TASK DIRECTIONS -> Identify each line in the records below that contains the word "textured", and copy it.

LISTED ENTRIES ->
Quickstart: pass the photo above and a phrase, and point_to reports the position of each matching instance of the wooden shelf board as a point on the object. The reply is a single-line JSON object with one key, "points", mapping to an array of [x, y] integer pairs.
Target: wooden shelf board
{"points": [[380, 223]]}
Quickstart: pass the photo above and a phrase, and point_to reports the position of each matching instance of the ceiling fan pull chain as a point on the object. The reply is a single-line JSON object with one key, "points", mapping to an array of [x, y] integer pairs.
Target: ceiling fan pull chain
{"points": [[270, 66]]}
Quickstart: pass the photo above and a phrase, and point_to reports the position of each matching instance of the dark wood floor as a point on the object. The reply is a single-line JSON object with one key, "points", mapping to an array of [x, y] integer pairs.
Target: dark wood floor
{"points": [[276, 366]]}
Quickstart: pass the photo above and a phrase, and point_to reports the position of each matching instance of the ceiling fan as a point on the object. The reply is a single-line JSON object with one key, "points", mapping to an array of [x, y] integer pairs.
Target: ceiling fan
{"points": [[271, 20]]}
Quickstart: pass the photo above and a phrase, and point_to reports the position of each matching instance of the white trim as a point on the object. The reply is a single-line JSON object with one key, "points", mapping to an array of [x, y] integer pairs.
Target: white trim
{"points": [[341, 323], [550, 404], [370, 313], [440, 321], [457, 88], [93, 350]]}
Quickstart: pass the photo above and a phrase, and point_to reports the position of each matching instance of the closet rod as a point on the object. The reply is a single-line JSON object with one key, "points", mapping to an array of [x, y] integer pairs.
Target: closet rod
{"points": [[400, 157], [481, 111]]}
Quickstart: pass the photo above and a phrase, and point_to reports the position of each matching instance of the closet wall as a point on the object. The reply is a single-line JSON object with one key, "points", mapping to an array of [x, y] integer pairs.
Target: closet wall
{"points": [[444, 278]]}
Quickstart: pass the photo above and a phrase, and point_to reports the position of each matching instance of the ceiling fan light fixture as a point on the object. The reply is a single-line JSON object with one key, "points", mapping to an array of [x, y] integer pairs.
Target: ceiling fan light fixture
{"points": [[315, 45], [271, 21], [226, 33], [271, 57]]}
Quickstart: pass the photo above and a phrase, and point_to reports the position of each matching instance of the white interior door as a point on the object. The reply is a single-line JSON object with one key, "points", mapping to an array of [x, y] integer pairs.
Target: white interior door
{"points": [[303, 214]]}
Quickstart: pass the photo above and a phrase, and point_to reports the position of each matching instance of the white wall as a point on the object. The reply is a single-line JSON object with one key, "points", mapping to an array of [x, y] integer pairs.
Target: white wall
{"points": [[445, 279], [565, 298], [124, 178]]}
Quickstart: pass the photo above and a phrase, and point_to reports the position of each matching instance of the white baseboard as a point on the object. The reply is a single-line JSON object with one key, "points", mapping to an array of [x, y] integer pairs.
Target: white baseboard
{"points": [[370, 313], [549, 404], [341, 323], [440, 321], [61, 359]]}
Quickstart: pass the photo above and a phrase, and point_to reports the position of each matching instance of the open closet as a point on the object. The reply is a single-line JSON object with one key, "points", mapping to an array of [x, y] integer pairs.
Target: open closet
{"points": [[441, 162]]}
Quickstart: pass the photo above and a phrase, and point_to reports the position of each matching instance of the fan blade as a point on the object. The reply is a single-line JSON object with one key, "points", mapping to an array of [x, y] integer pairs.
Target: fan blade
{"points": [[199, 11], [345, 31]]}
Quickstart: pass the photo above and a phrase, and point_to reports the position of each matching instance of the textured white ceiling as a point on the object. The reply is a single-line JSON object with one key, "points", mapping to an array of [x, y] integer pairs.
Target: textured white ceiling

WORKED SOLUTION ->
Quickstart: pass the photo above and a phrase, and point_to reports the position of each matching instance of the textured white ceiling as a point on the object. The reply is a single-line JSON object with one key, "points", mapping to an array of [x, y] integer pairs.
Target: textured white ceiling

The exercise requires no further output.